Borough of Williamsburg v. Bottenfield

Argued October 26, 1926. The learned court below struck off so much of the plaintiff borough's municipal claim as was filed against the defendant's land lying outside the borough. We affirm the order but for a different reason than that assigned by the court below.

The lien was filed to collect the cost of paving and curbing certain parts of High and Union Streets, by an equal assessment on the foot front, from the owners of real estate abutting on the improvement. High Street is entirely within the borough but forms the dividing line between the borough and Woodbury Township, and the lien covered, inter alia, defendant's land in said township, fronting on High Street for a distance of 303 feet and for a depth of 150 feet.

Plaintiff based its authority to file the lien on Section 28 of Chapter VI, Art. VII of the Borough Code of 1915, P.L. 312, p. 356, which provides: "Whenever any street or alley, entirely within the limits of any borough, shall divide such borough from any other municipality or township, located in the same county, the property on the side of the street or alley opposite the line of the borough shall, for a depth of one *Page 206 hundred and fifty feet, be assessed for municipal improvements on such streets or alleys on which such property shall abut, in the manner provided by chapter six, article two of this act."

The lower court held this section of the Borough Code unconsititutional because the title of the act gave no notice of any intent to impose on the owners of real estate located in a township any share of the financial burden for making a borough improvement (Art. III, sec. 3, of the Constitution). The title of the Borough Code is "An Act providing a system of government for boroughs, and revising, amending and consolidating the law relating to boroughs."

Had the provisions of section 28, supra, first appeared in the Borough Code of 1915 we would be disposed to agree with the position taken by the court below. But we pointed out in In re Petition of Clarion Borough, 77 Pa. Super. 429 that article 28, supra, is practically a re-enactment, so far as boroughs are concerned, of the Act of May 28, 1907, P.L. 287, authorizing cities, boroughs and townships in making improvements to or on streets, alleys or highways entirely within their limits, but forming the dividing line between them and any other municipality or township located in the same county, to assess the property in such other municipality or township abutting on said street, alley, or highway so improved for a depth of 150 feet, to the extent of the benefits conferred by such improvement, as if the said property were entirely located within the limits of said first named cities, boroughs or townships. We sustained the constitutionality of the Act of 1907, supra, in Ben Avon Boro v. Crawford, 64 Pa. Super. 163. It is not necessary to add anything to what was so well expressed by Judge HENDERSON in the opinion in that case, except to note, in response to the suggestion of the court below in the present case, that municipal *Page 207 assessments for street improvements are not taxes. They are claims laid against properties abutting on and benefited by the improvement, only to the extent of the benefits received. Hence decisions of the appellate courts relative to the attempted levying of taxes by municipalities on lands outside the taxing district are not in point.

Records from a data collection
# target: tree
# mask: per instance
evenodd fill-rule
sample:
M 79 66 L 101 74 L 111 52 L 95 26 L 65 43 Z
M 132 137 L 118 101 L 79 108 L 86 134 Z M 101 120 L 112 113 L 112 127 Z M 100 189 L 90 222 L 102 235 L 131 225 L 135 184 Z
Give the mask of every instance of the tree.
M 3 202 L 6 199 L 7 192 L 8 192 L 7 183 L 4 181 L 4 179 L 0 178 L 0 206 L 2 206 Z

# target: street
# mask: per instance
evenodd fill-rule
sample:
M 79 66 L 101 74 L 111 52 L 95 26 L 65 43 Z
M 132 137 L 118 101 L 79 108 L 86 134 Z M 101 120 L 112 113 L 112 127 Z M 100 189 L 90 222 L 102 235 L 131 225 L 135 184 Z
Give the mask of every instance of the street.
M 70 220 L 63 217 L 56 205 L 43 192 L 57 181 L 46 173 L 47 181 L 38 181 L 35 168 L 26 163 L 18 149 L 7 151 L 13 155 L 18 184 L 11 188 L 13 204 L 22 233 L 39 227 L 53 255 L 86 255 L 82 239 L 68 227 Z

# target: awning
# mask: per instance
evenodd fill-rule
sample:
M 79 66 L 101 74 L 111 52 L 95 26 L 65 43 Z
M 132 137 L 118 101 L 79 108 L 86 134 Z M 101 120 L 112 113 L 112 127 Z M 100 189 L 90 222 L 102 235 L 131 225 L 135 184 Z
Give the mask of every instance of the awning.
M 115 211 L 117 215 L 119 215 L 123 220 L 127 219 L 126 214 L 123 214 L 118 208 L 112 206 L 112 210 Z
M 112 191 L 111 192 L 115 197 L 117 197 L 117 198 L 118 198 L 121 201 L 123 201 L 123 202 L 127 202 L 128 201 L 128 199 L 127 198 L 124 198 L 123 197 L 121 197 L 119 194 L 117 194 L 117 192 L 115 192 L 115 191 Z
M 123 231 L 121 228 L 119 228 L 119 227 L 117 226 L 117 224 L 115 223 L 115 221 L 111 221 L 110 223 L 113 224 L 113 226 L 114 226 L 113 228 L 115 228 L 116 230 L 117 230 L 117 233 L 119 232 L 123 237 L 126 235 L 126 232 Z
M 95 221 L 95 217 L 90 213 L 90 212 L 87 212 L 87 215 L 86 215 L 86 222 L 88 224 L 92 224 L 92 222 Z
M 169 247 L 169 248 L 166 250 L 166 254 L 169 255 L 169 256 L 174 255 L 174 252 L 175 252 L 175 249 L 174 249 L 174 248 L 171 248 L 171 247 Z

*WRITTEN TASK*: Carry on the court opinion in Borough of Williamsburg v. Bottenfield from the point where it stops.

*ANSWER TO THE EXERCISE*:
When, therefore, the legislature took up the task of consolidating the various laws relating to boroughs into a comprehensive compilation or code, it knew, and the public was bound to know, that boroughs already possessed the power recited in section 28, supra; that it was not the conferring of a new power but only its re-enactment in the course of consolidating many acts into one comprehensive statute. Article III, section 3 of the constitution does not require that a general act consolidating many statutes enacted over a course of years, with reference to some broad subject of legislation, shall in its title refer to all the other subjects collaterally affected by the passage of the various statutes to be consolidated. Those affected by such legislation were put upon notice of its effect on them when the statutes were originally enacted in compliance with Article III, section 3 of the Constitution aforesaid, with the subjects of legislation clearly expressed in their respective titles. It is not necessary to repeat them again in the title of the consolidating act, provided the subject is germane to the general subject of legislation as it existed when the consolidating statute was passed: Johnson v. Harrison, 47 Minn. 575,50 N.W. 923; Larned v. Tiernan, 110 Ill. 173; Marston v. Humes, 3 Wn. 267, 28 P. 520; Hennig v. Staed, 138 Mo. 430,40 S.W. 95; State v. Horner, 35 S.D. 612, 153 N.W. 766; Aud. Genl. v. Lake George R. Co., 82 Mich. 426, 46 N.W. 730; 36 Cyc. 1021 (c). See also Com. v. Snyder, 279 Pa. 234, 243. The title of a consolidating act must be passed upon *Page 208 in the light of the legislation already existing on the subject at the time of its passage. Bearing this in mind we are of opinion that section 28 of Chapter VI, Article VII, of the Borough Code aforesaid is constitutional.

But the power recited in the section must be limited to the method or means prescribed. The section provides that property outside the borough benefited by the improvement shall be assessed "in the manner provided by chapter six, article two, of this act." The method therein provided is by the appointment of viewers and award of jury of view assessing benefits, etc. No provision is made for lien or assessment by the foot front rule, probably for the reason that as it might apply to real estate in townships, the land affected might not be urban property and hence not subject to that rule. Whatever the reason, the legislature provided that a borough wishing to assess part of the cost of improving a street on abutting real estate in an adjoining township must proceed by the appointment of viewers and the assessment of benefits as prescribed in Chapter VI, Article II of the Code. No other course is permitted. The various acts validating municipal liens cited by the appellant in its supplemental brief are of no avail to it. The Legislature may by statute validate liens that are defective in failing to comply with certain requirements imposed by law, which, had the law making power seen fit to do so, might have been waived in the first instance. None of them goes so far as to validate what was never authorized. The assessment validated is only such as was "contemplated by the law under which the improvement was made"; not one wholly without legislative warrant or authority. For this reason it was proper to strike off the lien filed in so far as it affected land outside the borough.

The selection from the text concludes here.